>> begin Materials provided
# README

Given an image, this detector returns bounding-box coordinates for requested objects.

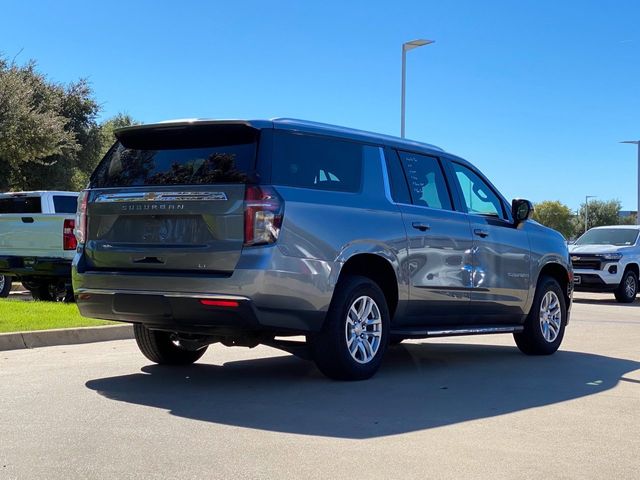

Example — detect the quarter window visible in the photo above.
[399,152,452,210]
[53,195,78,213]
[271,133,364,192]
[452,162,505,218]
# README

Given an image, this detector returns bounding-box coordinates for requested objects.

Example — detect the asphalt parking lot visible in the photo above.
[0,294,640,479]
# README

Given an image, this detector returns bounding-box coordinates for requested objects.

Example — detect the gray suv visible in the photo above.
[73,119,573,380]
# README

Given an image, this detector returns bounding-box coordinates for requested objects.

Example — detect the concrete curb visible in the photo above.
[0,325,133,351]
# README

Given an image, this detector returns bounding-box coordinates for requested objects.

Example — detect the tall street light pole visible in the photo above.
[620,140,640,225]
[400,39,434,138]
[584,195,596,233]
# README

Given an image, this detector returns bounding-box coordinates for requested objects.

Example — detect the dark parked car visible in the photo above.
[73,119,572,379]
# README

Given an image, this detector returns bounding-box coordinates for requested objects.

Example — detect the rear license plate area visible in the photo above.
[113,293,171,317]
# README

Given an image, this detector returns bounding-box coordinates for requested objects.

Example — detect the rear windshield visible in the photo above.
[575,228,638,247]
[53,195,78,213]
[0,197,42,214]
[91,125,257,188]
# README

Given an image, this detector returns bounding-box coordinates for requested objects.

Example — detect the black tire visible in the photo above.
[307,276,390,380]
[614,270,638,303]
[31,283,55,302]
[133,323,207,365]
[513,276,567,355]
[0,275,11,298]
[29,282,75,303]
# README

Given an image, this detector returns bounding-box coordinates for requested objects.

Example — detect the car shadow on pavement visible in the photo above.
[573,297,640,307]
[86,343,640,439]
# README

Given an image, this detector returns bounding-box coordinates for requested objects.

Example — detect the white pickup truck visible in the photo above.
[569,225,640,303]
[0,191,78,301]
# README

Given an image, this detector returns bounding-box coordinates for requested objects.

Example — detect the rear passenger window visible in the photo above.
[398,152,452,210]
[271,132,365,192]
[384,148,411,205]
[53,195,78,213]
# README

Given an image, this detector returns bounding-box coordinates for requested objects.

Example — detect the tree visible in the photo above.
[574,200,630,236]
[0,57,79,190]
[0,57,135,191]
[533,200,574,238]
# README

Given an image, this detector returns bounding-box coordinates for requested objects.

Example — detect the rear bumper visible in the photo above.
[75,288,324,335]
[0,256,71,278]
[73,247,333,335]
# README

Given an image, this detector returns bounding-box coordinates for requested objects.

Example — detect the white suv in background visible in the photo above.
[569,225,640,303]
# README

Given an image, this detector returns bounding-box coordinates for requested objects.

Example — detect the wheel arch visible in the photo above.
[536,262,573,307]
[334,253,401,319]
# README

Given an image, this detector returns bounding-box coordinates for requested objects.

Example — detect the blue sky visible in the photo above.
[0,0,640,209]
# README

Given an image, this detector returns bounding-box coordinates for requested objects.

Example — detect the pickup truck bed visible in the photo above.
[0,192,78,300]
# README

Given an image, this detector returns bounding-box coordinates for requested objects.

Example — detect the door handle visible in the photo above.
[411,222,431,232]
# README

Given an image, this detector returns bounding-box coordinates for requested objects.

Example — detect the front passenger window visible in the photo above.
[398,152,452,210]
[452,162,504,218]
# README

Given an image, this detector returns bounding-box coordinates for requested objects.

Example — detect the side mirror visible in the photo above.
[511,198,533,225]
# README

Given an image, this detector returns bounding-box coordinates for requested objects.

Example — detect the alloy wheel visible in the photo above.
[540,292,562,343]
[345,295,382,364]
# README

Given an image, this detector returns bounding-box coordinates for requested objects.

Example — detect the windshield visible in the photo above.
[91,125,257,188]
[575,228,638,246]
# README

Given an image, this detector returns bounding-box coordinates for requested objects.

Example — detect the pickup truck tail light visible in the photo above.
[244,185,284,247]
[62,218,78,250]
[73,190,89,244]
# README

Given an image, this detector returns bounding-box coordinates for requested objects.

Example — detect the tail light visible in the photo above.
[62,218,78,250]
[244,185,284,246]
[73,190,89,244]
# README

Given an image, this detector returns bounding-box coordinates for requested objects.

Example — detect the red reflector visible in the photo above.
[62,218,78,250]
[200,299,240,308]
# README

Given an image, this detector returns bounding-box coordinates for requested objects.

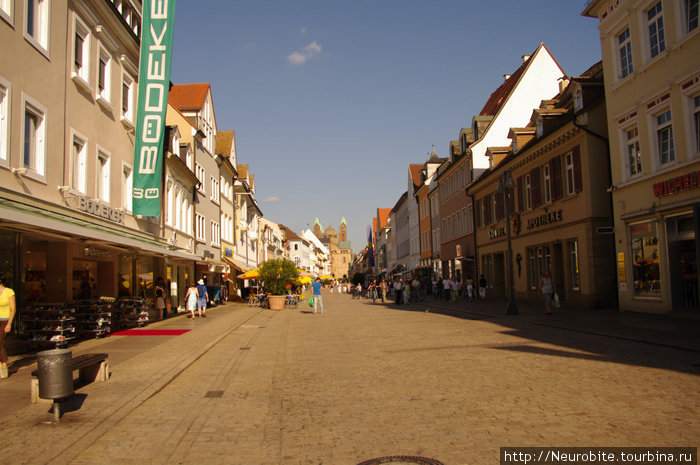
>> end Materials provided
● **Set task**
Please find every line above that contains the word "truck" and copy each one out in full.

● **Correct output**
Example — detect the white pickup truck visible in the photo above.
Example — detect the pickup truck bed visible in the photo above.
Example — detect the pickup truck tail light visible in the photo above.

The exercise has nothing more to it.